EXTRACTED INFORMATION:
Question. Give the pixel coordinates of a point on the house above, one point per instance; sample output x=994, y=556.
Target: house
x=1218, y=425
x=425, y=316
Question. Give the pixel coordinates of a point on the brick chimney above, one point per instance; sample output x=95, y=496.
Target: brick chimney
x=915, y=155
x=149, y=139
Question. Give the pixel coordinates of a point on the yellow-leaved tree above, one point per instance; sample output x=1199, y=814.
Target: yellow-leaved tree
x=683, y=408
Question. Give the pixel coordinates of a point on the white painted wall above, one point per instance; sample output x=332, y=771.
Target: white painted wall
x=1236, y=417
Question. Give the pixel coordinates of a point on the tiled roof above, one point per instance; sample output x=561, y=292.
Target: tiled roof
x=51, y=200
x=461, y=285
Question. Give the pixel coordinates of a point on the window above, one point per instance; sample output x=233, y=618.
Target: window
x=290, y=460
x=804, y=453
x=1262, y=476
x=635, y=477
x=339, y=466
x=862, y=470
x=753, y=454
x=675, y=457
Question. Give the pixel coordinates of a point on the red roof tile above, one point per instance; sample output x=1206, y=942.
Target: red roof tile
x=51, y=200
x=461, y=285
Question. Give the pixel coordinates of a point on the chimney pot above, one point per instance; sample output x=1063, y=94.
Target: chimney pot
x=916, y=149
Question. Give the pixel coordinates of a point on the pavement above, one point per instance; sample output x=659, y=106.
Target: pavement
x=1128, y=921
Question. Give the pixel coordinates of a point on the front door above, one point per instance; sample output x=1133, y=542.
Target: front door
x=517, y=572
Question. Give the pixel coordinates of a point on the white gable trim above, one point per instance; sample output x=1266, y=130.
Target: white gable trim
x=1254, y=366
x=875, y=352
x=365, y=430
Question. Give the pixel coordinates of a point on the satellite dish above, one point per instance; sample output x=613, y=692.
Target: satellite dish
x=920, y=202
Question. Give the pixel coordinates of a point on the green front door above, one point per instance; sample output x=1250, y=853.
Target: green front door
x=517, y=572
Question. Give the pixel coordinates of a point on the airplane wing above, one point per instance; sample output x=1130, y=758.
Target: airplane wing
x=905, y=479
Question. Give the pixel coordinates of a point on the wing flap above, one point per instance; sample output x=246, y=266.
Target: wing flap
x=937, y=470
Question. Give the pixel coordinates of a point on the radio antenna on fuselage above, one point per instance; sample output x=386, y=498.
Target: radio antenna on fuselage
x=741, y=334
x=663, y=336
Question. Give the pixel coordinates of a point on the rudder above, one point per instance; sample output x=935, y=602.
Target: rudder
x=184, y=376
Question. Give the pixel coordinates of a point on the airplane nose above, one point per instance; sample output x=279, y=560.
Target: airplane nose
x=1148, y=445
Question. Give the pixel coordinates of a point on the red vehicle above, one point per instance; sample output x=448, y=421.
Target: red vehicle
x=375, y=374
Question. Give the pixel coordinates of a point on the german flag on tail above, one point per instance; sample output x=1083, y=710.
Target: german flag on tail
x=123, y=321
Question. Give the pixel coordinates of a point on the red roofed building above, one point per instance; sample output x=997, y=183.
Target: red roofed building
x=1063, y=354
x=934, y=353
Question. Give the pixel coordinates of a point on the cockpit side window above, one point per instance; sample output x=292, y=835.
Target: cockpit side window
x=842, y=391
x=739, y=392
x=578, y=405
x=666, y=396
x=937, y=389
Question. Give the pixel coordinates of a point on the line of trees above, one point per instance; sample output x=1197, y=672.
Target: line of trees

PROBLEM REQUIREMENTS: Render the data from the line containing "Question. Give the pixel coordinates of a point on the green" through the line containing "x=184, y=376", inclusive, as a Markdown table with the columns Row and Data line, skipping any blank lines.

CORRECT RESULT:
| Row | Data line |
|---|---|
| 1 | Question. Give the pixel coordinates of a point on the green front door above, one point per instance; sample output x=1250, y=853. |
| 2 | Target: green front door |
| 3 | x=517, y=572 |
| 4 | Question. Give the pixel coordinates of a point on the airplane wing above, one point per instance; sample output x=1130, y=758. |
| 5 | Target: airplane wing |
| 6 | x=905, y=479 |
| 7 | Question. Give the pixel coordinates of a point on the wing flap above, one point per instance; sample output x=246, y=266. |
| 8 | Target: wing flap |
| 9 | x=937, y=470 |
| 10 | Question. Give the pixel coordinates of a point on the radio antenna on fuselage above, one point per instance; sample output x=386, y=498. |
| 11 | Target: radio antenna on fuselage |
| 12 | x=741, y=334 |
| 13 | x=663, y=336 |
| 14 | Question. Give the pixel coordinates of a point on the rudder above, one point per instance; sample output x=935, y=602. |
| 15 | Target: rudder |
| 16 | x=184, y=376 |